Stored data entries
++++++
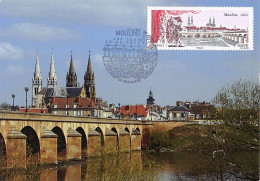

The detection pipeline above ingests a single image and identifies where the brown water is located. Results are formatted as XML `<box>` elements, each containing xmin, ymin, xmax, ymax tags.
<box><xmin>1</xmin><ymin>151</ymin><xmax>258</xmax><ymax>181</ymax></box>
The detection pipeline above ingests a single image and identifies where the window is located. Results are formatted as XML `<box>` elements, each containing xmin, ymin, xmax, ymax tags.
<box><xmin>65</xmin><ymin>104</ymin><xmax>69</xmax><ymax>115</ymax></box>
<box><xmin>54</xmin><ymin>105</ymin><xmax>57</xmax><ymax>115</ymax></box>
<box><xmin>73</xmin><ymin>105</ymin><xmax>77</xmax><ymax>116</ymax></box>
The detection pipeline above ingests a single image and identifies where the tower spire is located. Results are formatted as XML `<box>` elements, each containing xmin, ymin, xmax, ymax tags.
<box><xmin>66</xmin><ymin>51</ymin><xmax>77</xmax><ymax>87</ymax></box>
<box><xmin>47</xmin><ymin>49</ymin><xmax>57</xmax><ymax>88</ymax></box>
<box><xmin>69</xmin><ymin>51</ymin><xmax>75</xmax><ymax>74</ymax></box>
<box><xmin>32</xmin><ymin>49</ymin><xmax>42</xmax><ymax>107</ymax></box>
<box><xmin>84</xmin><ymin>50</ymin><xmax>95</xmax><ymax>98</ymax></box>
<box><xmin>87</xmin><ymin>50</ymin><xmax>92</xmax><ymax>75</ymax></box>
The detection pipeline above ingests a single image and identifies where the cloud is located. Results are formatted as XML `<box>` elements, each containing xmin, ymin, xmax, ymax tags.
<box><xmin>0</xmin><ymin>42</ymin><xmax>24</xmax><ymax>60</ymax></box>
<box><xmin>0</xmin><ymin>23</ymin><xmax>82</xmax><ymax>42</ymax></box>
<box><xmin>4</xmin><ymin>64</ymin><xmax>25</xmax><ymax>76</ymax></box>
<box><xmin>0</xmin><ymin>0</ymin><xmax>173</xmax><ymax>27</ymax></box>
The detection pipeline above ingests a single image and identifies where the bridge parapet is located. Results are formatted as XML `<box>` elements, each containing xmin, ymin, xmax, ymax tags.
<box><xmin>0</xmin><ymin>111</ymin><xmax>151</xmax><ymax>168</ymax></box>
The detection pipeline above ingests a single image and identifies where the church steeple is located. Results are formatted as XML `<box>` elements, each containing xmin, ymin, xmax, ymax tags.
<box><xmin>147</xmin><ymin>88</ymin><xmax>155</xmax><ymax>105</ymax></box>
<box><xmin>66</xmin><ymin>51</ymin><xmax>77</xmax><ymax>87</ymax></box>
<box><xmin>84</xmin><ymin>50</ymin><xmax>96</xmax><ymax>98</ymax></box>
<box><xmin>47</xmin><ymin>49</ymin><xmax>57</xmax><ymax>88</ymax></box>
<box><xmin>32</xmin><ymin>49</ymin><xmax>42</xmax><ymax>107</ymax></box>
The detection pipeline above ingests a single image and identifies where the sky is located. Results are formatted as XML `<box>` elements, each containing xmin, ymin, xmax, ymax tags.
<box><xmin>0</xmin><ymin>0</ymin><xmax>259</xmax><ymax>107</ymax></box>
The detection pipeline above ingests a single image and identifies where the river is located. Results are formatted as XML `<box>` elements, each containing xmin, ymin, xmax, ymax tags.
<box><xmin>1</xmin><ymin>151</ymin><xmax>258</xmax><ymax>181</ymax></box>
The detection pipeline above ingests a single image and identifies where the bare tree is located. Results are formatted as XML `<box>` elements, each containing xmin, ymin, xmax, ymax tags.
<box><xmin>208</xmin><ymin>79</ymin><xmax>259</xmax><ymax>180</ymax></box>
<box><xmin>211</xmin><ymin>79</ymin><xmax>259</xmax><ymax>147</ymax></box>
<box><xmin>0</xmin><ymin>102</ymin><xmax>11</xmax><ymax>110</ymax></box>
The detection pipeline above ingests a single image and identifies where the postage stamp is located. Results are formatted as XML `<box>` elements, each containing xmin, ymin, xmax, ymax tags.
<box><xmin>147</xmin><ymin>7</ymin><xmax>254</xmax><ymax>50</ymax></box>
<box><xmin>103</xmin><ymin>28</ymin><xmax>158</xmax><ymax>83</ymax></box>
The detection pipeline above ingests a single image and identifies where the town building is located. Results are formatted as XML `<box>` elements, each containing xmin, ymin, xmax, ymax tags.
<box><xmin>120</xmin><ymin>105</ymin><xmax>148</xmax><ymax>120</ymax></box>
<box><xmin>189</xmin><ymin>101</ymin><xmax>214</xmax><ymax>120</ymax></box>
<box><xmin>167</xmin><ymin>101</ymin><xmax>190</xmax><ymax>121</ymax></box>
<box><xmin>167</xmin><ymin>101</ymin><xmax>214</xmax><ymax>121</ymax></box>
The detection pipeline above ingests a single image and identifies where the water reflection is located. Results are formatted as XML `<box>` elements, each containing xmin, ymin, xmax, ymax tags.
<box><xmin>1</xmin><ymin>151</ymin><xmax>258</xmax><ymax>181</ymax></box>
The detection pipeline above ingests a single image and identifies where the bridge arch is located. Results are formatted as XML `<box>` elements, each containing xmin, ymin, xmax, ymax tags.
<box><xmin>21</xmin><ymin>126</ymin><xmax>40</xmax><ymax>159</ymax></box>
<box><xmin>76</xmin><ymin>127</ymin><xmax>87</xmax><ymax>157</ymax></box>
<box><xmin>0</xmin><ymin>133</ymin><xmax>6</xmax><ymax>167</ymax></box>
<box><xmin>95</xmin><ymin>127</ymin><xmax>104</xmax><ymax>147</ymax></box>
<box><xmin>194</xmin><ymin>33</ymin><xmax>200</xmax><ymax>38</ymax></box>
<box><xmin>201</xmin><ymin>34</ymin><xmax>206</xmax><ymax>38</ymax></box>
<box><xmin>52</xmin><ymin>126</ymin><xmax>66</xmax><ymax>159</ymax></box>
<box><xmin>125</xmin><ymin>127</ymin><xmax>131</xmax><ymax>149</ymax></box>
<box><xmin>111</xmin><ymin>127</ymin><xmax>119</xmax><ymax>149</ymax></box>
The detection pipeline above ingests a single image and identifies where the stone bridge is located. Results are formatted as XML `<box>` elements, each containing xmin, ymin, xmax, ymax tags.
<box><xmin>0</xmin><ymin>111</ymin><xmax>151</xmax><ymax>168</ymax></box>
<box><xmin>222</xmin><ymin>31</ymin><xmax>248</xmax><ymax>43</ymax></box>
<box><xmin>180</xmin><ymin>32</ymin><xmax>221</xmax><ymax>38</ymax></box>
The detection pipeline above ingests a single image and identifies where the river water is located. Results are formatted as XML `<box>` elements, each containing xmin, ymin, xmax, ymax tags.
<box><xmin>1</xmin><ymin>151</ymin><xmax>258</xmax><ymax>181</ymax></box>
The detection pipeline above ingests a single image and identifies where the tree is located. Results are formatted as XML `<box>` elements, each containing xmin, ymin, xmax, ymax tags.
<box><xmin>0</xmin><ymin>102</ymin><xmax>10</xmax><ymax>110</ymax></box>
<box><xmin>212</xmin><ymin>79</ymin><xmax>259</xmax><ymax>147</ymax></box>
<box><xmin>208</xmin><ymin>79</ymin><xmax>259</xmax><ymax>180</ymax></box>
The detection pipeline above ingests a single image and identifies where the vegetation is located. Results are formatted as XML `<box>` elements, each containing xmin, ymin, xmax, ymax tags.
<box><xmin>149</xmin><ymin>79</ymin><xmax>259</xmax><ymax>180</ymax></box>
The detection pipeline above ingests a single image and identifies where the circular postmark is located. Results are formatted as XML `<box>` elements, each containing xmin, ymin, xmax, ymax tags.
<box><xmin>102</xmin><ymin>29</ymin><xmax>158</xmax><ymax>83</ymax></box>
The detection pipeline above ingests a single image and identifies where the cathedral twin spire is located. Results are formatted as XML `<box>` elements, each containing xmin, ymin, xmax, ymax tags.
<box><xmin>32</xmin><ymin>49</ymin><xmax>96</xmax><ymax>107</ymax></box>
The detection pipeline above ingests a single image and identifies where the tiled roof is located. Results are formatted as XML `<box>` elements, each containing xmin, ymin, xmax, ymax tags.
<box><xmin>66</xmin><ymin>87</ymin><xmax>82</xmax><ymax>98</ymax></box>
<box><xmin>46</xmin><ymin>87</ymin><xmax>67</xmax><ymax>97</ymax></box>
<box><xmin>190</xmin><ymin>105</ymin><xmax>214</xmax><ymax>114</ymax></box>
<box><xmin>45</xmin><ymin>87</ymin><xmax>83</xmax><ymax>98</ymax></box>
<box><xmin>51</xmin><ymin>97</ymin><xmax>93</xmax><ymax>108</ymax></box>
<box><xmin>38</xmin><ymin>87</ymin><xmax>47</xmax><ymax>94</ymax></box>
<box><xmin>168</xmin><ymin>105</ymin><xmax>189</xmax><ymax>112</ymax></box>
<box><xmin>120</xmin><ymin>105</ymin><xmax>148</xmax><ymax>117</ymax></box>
++++++
ACTION ITEM: The line containing "where the vegetation" and all lines after it, through the last line of the data, should be retyped exactly.

RESULT OF THE TASK:
The detection pipeline above ingests a single image and identifies where the vegetation is located. Results are formatted as XML `<box>` elements, each containing xmin, ymin, xmax, ymax tags.
<box><xmin>149</xmin><ymin>79</ymin><xmax>259</xmax><ymax>180</ymax></box>
The detection pipeline above ingests a single image and identifies where the circular postmark is located. Results are formatted as XML `<box>` elements, each containing xmin, ymin, xmax, ymax tags.
<box><xmin>102</xmin><ymin>29</ymin><xmax>158</xmax><ymax>83</ymax></box>
The detection pipeline above ingests a single image and identifies where the cathedral twin spire is located. Results are formatted as XML `<box>` elements, each containing xmin, ymin, xmax, ymax tags.
<box><xmin>32</xmin><ymin>49</ymin><xmax>96</xmax><ymax>107</ymax></box>
The detection pipeline above ingests a single image and identifies where the tiled roof is located. Results are formatted as XML `<box>` elements, each containing xmin, ymin, xmax, ymax tags.
<box><xmin>66</xmin><ymin>87</ymin><xmax>82</xmax><ymax>98</ymax></box>
<box><xmin>46</xmin><ymin>87</ymin><xmax>67</xmax><ymax>97</ymax></box>
<box><xmin>190</xmin><ymin>105</ymin><xmax>214</xmax><ymax>114</ymax></box>
<box><xmin>45</xmin><ymin>87</ymin><xmax>83</xmax><ymax>98</ymax></box>
<box><xmin>51</xmin><ymin>97</ymin><xmax>93</xmax><ymax>108</ymax></box>
<box><xmin>38</xmin><ymin>87</ymin><xmax>47</xmax><ymax>94</ymax></box>
<box><xmin>168</xmin><ymin>105</ymin><xmax>189</xmax><ymax>112</ymax></box>
<box><xmin>120</xmin><ymin>105</ymin><xmax>148</xmax><ymax>117</ymax></box>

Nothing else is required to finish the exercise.